[Zu erledigen]
a: Nenne alle Normen, die im Ausgangstext aufgeführt sind.
b: Schreibe den Ausgangstext zwischen "Eine gerichtliche Sachentscheidung" und "am erforderlichen Rechtsschutzbedürfnis.", beide einschließlich, erneut ab und benenne dabei "Rechtsschutzbedürfnis" in "Rechtsschutzinteresse" um.

IT- und Medienrecht

Rechtsschutz für Widerruf einer Mitteilung

Aktenzeichen  W 6 K 18.151

Datum:
1.8.2018
Rechtsgebiet:
Fundstelle:
BeckRS – 2018, 50477
Gerichtsart:
VG
Gerichtsort:
Würzburg
Rechtsweg:
Verwaltungsgerichtsbarkeit
Normen:
VwGO § 40, § 43 Abs. 1
LuftSiG § 7

 

Leitsatz

Eine gerichtliche Sachentscheidung ist nur erforderlich, wenn der Kläger hierauf zum Schutz seiner Rechte angewiesen ist. Das Rechtsschutzbedürfnis fehlt deshalb, wenn der Rechtsschutz die Rechtsstellung des Klägers nicht verbessert, d.h. ihm selbst beim Erfolg keinen Vorteil bringt.  (Rn. 25) (redaktioneller Leitsatz)

Tenor

I. Die Klage wird abgewiesen.
II. Der Kläger hat die Kosten des Verfahrens zu tragen.
III. Das Urteil ist wegen der Kosten vorläufig vollstreckbar. Der Kläger kann die Vollstreckung durch Sicherheitsleistung in Höhe des zu vollstreckenden Betrages abwenden, wenn nicht der Beklagte vorher in gleicher Höhe Sicherheit leistet.

Gründe

Die Klage hat keinen Erfolg, da sie bereits unzulässig ist. Dem Kläger fehlt es am erforderlichen Rechtsschutzbedürfnis.

[Rohdaten]

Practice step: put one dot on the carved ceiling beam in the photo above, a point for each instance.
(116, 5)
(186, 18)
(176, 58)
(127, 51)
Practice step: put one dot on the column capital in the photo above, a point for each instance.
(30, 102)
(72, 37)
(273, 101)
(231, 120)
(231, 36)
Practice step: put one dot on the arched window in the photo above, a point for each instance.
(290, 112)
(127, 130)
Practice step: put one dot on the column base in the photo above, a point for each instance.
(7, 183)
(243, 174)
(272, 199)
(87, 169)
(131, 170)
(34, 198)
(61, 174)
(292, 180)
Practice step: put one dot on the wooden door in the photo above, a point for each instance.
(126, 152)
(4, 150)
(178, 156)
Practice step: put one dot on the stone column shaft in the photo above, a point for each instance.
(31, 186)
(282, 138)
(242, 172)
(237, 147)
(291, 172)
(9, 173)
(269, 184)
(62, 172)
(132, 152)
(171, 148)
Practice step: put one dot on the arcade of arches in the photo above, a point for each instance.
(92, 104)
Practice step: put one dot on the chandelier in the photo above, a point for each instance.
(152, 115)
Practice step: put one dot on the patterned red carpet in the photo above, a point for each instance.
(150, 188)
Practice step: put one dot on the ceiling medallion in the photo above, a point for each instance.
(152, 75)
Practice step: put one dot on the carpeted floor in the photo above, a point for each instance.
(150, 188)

[Antworten]
a:
- VwGO § 40
- VwGO § 43 Abs. 1
- LuftSiG § 7

b:
Eine gerichtliche Sachentscheidung ist nur erforderlich, wenn der Kläger hierauf zum Schutz seiner Rechte angewiesen ist. Das Rechtsschutzinteresse fehlt deshalb, wenn der Rechtsschutz die Rechtsstellung des Klägers nicht verbessert, d.h. ihm selbst beim Erfolg keinen Vorteil bringt.  (Rn. 25) (redaktioneller Leitsatz)

Tenor

I. Die Klage wird abgewiesen.
II. Der Kläger hat die Kosten des Verfahrens zu tragen.
III. Das Urteil ist wegen der Kosten vorläufig vollstreckbar. Der Kläger kann die Vollstreckung durch Sicherheitsleistung in Höhe des zu vollstreckenden Betrages abwenden, wenn nicht der Beklagte vorher in gleicher Höhe Sicherheit leistet.

Gründe

Die Klage hat keinen Erfolg, da sie bereits unzulässig ist. Dem Kläger fehlt es am erforderlichen Rechtsschutzinteresse.